[TEXT BLOCK]

<<<<

BACKGROUND OF THE INVENTION

A critical requirement in modern building construction is energy conservation. A particular problem in view of the extensive use of glass in modern architecture is a loss of heat from the building through glass surfaces. One solution has been the increased use of insulating glass units comprising basically two glass panels separated by a sealed dry air space. Sealed insulating glass units generally require some means of precisely separating the two glass panels. The spacers currently used are generally tubular channels of aluminum or some other metal containing a desiccant to keep the sealed air space dry.

A significant problem arises because the metal spacer is a much better heat conductor than the surrounding air space. This leads to the conduction of heat from the inside glass plate to the outside glass plate from where it is dissipated into the atmosphere. Further, there can result a differential dimensional change between the glass and the spacer causing stress to develop on the glass and on the seal which can result in damage to and the failure of the sealed glass unit.

>>>>

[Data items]

<<<<

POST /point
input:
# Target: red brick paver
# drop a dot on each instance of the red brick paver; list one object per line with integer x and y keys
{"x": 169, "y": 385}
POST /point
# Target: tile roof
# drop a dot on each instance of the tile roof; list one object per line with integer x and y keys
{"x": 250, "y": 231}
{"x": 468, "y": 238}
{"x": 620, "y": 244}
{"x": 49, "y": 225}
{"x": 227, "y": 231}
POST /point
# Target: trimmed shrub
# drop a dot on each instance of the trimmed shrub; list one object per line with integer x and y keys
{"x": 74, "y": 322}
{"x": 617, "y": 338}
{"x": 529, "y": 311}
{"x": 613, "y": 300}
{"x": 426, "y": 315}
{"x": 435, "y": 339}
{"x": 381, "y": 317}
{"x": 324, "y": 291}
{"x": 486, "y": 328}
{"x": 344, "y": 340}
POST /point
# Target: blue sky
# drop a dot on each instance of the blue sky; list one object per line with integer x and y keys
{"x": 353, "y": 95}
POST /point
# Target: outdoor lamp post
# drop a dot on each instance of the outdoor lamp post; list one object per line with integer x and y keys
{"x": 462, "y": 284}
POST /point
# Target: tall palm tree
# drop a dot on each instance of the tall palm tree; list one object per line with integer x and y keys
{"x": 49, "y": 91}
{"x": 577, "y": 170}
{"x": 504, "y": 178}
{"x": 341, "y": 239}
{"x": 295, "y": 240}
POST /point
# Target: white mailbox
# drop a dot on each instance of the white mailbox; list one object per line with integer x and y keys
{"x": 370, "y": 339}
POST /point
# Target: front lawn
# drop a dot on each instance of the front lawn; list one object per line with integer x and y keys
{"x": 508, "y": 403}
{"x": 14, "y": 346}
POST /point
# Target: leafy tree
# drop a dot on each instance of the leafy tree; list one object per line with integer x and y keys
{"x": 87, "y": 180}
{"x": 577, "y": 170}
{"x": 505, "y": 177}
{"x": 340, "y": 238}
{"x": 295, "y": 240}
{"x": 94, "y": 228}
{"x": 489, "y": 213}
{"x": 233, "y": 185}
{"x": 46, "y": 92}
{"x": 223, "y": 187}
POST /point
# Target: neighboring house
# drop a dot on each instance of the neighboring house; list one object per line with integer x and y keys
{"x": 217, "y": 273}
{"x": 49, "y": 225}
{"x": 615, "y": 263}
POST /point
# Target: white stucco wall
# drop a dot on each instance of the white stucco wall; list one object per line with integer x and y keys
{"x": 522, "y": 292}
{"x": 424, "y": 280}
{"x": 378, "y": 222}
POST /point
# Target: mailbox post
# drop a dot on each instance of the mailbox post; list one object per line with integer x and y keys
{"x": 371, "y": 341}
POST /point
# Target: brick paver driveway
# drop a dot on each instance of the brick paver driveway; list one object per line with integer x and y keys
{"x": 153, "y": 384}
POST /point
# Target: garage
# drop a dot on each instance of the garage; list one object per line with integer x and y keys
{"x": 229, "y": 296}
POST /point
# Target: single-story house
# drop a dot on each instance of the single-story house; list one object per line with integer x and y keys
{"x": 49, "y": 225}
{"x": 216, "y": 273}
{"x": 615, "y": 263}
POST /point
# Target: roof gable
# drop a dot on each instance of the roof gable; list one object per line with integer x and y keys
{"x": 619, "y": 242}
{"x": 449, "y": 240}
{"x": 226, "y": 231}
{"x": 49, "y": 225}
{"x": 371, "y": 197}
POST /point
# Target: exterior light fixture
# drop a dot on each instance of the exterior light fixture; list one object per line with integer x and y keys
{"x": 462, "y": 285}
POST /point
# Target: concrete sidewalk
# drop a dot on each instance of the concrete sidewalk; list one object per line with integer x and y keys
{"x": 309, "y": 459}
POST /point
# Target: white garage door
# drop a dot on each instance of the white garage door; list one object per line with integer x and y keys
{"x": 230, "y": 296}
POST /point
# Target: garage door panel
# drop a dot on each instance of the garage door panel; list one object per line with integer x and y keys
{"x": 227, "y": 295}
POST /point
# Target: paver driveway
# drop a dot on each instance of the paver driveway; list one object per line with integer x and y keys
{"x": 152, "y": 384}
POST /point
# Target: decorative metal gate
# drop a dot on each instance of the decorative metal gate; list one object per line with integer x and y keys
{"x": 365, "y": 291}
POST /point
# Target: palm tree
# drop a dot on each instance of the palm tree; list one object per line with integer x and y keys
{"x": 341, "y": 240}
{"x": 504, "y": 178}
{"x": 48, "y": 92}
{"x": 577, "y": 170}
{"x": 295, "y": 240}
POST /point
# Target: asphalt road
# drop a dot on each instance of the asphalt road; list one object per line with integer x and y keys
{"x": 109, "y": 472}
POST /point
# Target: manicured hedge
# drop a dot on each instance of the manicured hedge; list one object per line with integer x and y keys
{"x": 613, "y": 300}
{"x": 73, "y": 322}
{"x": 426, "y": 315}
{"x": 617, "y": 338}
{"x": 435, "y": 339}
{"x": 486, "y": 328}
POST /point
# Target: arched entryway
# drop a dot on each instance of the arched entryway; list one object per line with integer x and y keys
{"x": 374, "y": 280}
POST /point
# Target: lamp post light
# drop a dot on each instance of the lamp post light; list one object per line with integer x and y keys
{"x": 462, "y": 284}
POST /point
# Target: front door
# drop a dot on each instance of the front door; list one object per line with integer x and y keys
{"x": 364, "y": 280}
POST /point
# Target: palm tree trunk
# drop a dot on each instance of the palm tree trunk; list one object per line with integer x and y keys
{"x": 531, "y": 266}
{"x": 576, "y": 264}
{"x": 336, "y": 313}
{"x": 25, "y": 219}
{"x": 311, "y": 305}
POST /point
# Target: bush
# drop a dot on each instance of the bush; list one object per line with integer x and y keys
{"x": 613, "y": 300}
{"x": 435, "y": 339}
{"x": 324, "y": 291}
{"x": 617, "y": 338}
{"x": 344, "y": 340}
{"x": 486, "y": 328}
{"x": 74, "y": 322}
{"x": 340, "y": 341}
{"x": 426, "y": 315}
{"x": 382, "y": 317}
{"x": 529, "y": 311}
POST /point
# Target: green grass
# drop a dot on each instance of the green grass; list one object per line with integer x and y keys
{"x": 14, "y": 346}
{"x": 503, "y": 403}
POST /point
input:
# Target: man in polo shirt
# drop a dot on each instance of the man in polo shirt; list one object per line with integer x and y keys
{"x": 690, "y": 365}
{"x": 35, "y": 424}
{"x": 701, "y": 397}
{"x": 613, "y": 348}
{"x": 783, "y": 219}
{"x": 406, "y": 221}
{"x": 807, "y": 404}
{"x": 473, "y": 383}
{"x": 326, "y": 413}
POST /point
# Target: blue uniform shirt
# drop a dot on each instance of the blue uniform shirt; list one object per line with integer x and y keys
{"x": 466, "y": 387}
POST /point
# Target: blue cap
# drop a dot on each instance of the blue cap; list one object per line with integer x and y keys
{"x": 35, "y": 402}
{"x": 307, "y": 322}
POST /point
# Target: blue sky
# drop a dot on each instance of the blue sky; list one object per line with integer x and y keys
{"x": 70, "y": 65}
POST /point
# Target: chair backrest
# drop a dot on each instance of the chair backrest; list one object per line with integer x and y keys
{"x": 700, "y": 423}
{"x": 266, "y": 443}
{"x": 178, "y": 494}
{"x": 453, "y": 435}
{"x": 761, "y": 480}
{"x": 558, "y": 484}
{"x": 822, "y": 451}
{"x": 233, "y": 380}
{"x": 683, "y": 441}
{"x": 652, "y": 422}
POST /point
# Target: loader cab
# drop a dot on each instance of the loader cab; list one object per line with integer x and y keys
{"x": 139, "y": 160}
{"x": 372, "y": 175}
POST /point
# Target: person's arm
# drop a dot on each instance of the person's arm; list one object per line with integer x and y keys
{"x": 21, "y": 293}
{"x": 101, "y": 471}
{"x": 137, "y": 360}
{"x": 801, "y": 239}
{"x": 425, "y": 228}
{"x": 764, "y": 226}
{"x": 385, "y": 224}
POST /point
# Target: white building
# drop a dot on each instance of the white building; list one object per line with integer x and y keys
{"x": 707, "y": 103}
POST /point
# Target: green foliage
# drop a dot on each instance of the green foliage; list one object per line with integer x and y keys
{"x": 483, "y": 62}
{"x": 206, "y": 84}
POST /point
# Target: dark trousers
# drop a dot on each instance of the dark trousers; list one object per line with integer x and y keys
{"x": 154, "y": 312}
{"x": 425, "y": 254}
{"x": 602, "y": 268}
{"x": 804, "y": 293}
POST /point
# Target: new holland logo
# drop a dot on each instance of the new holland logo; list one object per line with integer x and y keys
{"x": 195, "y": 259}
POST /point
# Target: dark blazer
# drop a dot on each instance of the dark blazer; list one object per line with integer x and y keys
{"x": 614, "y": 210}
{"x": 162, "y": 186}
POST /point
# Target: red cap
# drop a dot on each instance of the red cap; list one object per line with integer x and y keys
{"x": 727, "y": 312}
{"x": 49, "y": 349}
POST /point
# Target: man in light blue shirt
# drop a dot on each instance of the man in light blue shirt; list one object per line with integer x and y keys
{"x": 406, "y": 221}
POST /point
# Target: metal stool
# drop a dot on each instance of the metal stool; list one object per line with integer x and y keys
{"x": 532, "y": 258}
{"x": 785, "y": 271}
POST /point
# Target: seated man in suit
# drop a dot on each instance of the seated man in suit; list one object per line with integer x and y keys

>>>>
<<<<

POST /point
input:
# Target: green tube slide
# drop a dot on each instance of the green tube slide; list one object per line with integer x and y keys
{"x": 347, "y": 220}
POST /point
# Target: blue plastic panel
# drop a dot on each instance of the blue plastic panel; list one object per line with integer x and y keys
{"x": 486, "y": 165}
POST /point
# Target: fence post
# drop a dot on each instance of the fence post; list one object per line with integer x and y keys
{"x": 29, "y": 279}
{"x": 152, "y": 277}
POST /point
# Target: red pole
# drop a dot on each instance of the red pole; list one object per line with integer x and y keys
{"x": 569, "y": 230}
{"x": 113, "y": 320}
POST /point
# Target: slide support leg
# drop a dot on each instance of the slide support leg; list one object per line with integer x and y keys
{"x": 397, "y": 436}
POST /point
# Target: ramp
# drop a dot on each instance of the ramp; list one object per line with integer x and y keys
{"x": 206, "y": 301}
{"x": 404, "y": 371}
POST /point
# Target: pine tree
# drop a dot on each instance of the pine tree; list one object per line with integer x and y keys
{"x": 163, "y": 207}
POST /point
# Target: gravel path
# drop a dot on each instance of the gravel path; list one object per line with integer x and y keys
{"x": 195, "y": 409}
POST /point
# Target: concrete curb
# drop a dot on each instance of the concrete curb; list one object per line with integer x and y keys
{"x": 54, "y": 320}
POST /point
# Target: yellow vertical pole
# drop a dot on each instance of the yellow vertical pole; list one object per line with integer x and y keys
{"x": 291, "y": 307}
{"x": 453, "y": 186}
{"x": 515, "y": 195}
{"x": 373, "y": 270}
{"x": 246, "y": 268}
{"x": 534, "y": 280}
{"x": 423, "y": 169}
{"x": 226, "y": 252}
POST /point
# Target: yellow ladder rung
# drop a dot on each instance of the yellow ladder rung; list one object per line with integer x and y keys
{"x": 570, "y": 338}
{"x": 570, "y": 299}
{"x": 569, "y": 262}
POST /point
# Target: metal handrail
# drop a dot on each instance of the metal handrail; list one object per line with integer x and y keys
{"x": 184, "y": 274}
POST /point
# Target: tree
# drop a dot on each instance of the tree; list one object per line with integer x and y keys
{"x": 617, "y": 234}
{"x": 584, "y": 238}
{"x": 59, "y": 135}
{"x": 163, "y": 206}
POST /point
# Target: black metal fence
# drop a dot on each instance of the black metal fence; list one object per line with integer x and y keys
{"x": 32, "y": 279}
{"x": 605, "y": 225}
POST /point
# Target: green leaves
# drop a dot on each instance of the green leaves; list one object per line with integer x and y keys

>>>>

[EXERCISE SET]
**A)** In the passage on insulating glass units, what do the tubular metal spacers contain, and for what purpose?
**B)** Continue the passage on insulating glass units, starting after its last sentence.

[EXPECTED RESULTS]
**A)** They contain a desiccant to keep the sealed air space dry.

**B)**
There have been some attempts to use spacers made of polyvinyl chloride* rather than metal. This has, however, been unsuccessful because the sealants which have been developed to construct reliable units bond well to glass and metal spacers but not to polyvinyl chloride spacers; this leads to structural weaknesses in units constructed with PVC spacers. Furthermore, the differential dimensional change that occurs between glass and PVC spacers over a certain range of temperature is much higher than with a metal spacer. In addition, most plastics have been found unacceptable for use between glass panes because they give off volatile materials, e.g. plasticizers, which cloud or fog the interior glass surface.

* See "Factory-Sealed Double-Glazing Units," Solvason et al, Canadian Building Digest, October, 1963.

The prior art does show some examples of the use of plastic over another core material, but the details of construction and environment differ entirely from the present invention. U.S. Pat. No. 3,694,985, for example, shows a wooden mullion element covered with a plastic extrusion, but this is not a spacer for double insulated glass. U.S. Pat. No. 3,070,854 shows a plastic channel member provided to cover a wooden separator between a pair of glass panes and U.S. Pat. No. 2,239,517 shows a metal separator provided with a plastic coating used in window construction. Again, the details of these devices are totally different than the present invention.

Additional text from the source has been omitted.